[[ PASSAGE, beginning ]]

- Born: October 28, 1932 Stringtown, Mississippi, United States
- Died: May 2, 2011 (aged 78) Chicago, Illinois
- Genres: Chicago blues, electric blues, soul blues
- Occupations: Guitarist, singer, songwriter
- Instruments: Guitar, vocals
- Years active: 1960s–2011
- Label: Wolf

= L.V. Banks =

American singer (1932–2011)

L.V. Banks (October 28, 1932 – May 2, 2011) was an American Chicago blues and soul blues guitarist, singer and songwriter. He was a respected club performer in Chicago for many years. He recorded two albums for Wolf Records.

[[ PASSAGE, end ]]
[[ RECORDS SUPPLIED, beginning ]]

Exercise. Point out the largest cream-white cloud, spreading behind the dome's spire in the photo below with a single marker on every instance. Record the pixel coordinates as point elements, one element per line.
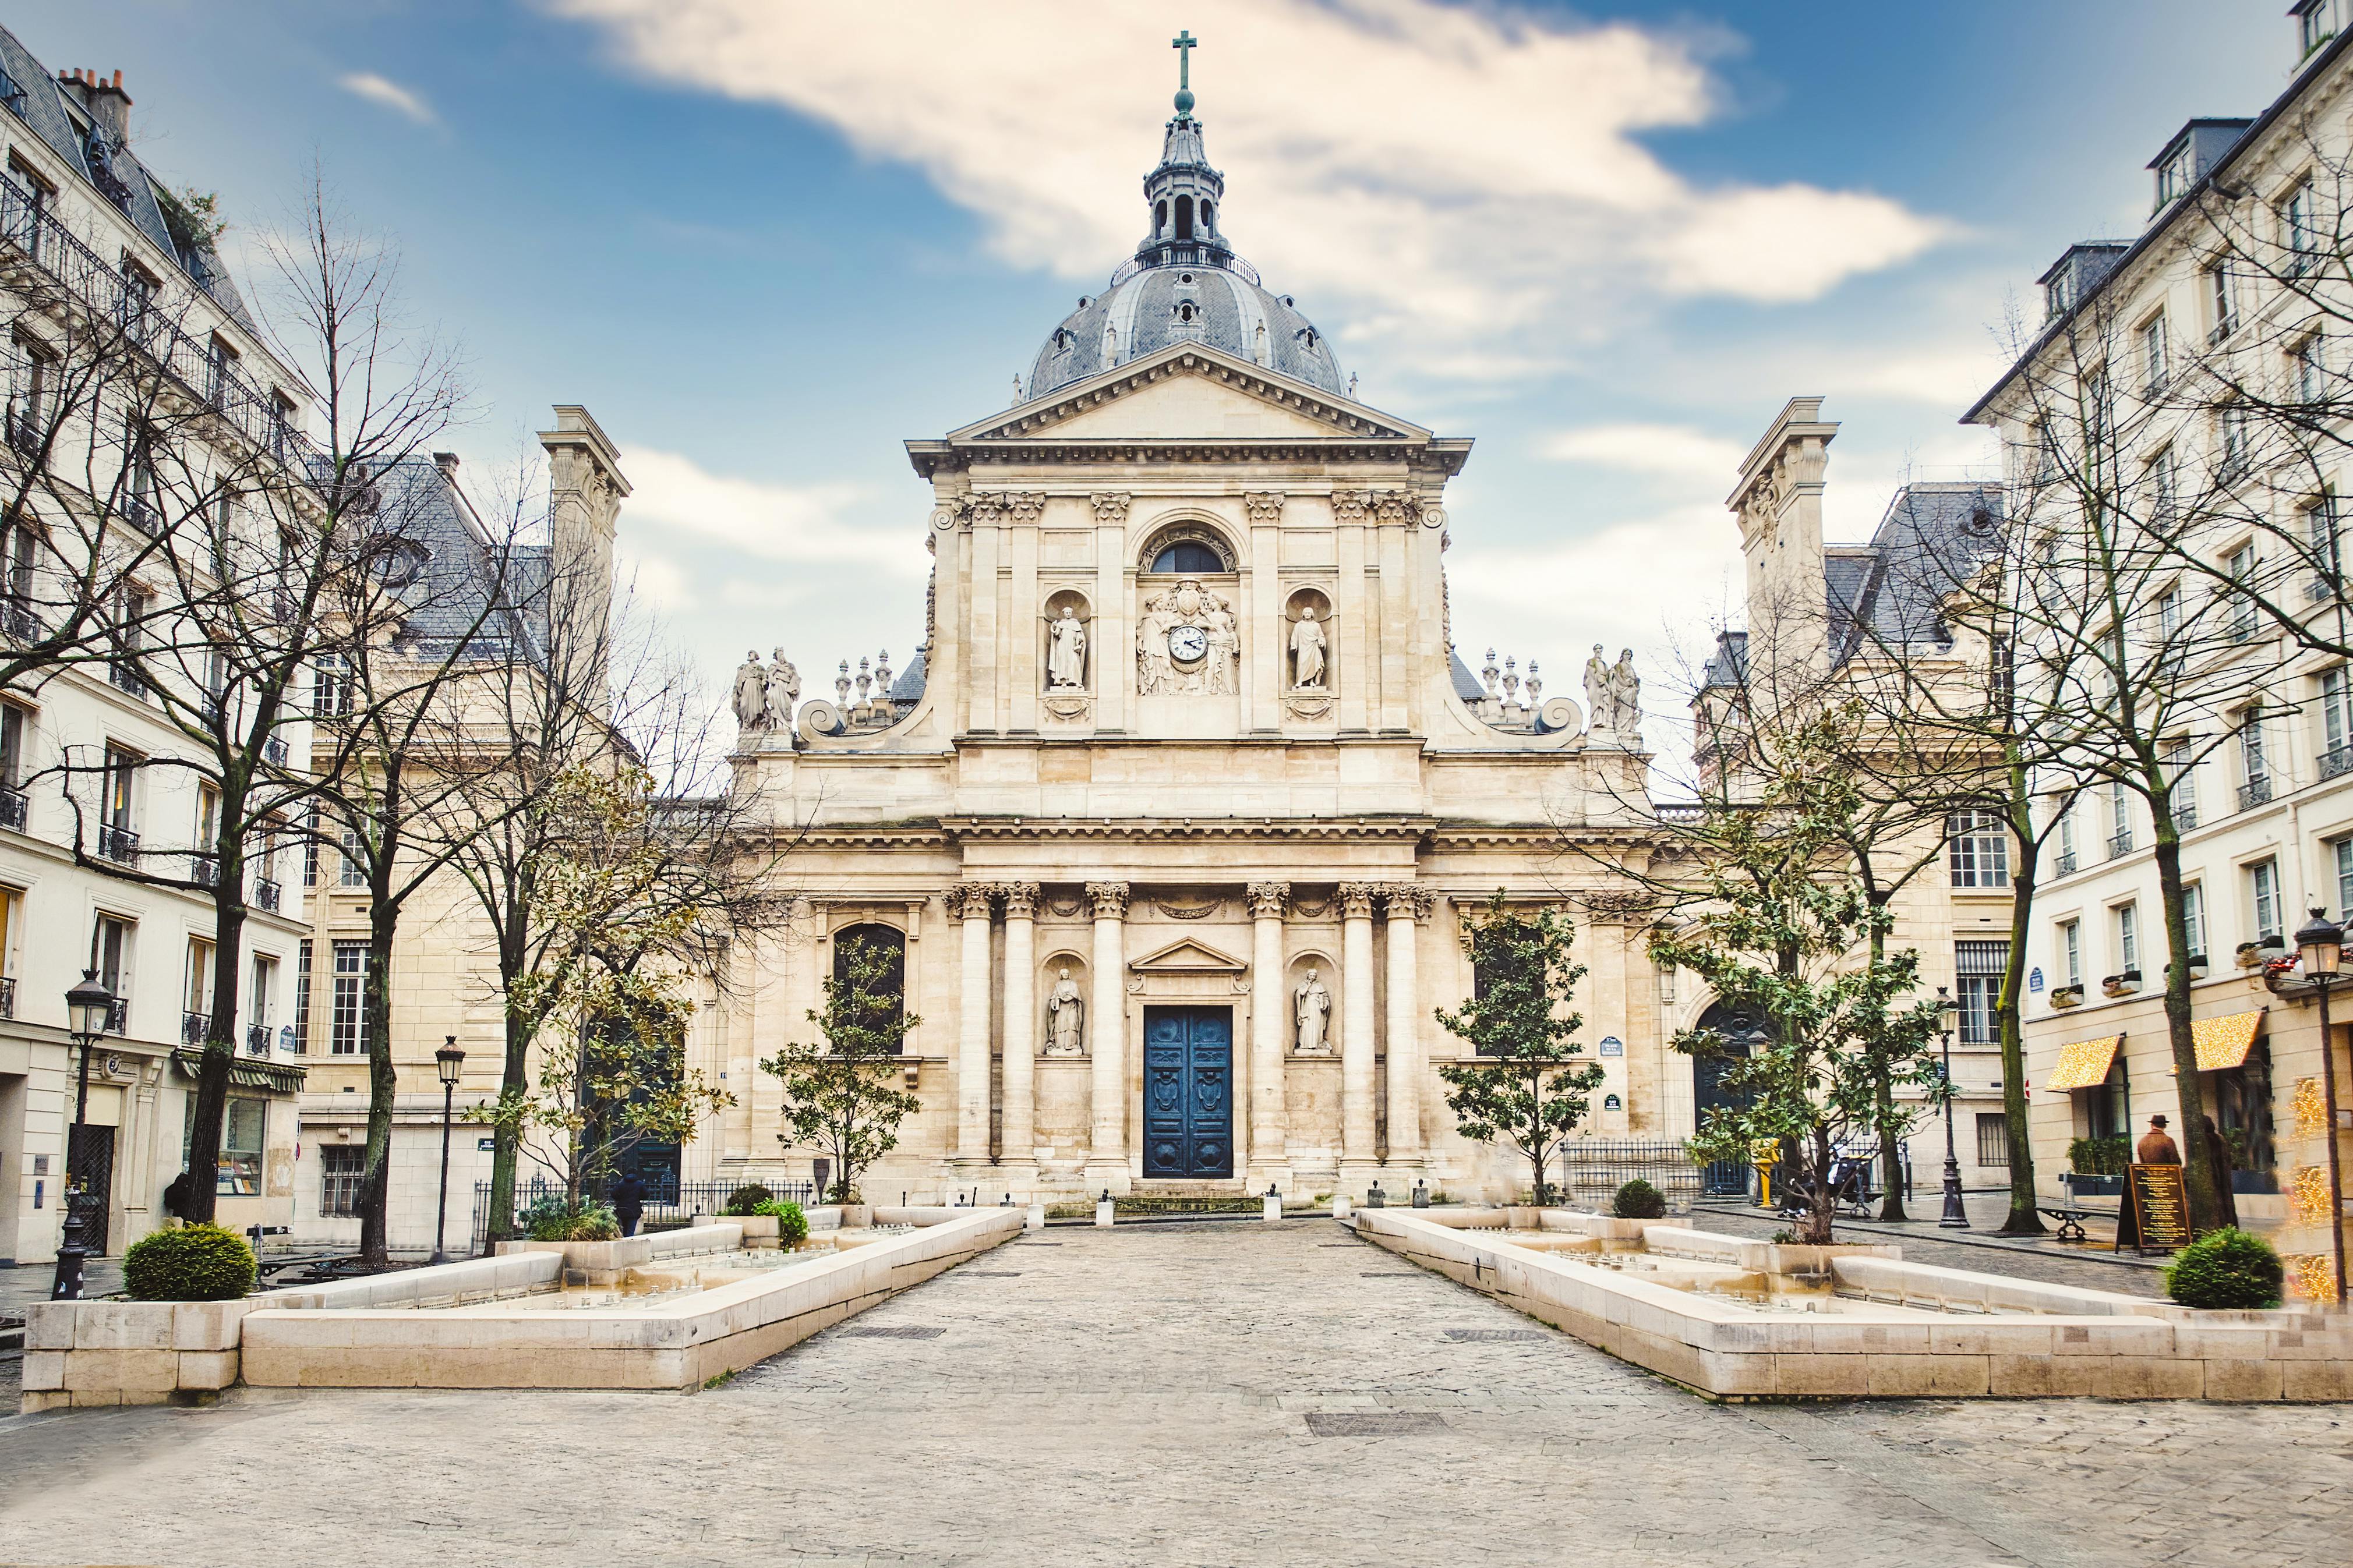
<point>1467,187</point>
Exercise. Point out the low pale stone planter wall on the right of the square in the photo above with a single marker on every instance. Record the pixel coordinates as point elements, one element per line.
<point>2060,1341</point>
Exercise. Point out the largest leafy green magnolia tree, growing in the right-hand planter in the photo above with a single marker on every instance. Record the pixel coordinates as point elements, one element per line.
<point>1787,934</point>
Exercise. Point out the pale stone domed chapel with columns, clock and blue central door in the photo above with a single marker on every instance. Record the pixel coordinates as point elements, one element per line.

[[ RECORDS SUPPLIED, end ]]

WHAT YOU NEED TO DO =
- a) Condense the paragraph of the L.V. Banks profile that begins "L.V. Banks (October 28, 1932" into a single shorter sentence that keeps its main facts.
- b) Reproduce word for word the part of the L.V. Banks profile starting at "- Born: October" and ending at "American singer (1932–2011)".
The rows above come from a source separate from the L.V. Banks profile.

OUTPUTS FOR THE TASKS =
- a) L.V. Banks (October 28, 1932 – May 2, 2011) was an American Chicago blues and soul blues guitarist, singer and songwriter, a longtime respected club performer in Chicago who recorded two albums for Wolf Records.

- b)
- Born: October 28, 1932 Stringtown, Mississippi, United States
- Died: May 2, 2011 (aged 78) Chicago, Illinois
- Genres: Chicago blues, electric blues, soul blues
- Occupations: Guitarist, singer, songwriter
- Instruments: Guitar, vocals
- Years active: 1960s–2011
- Label: Wolf

= L.V. Banks =

American singer (1932–2011)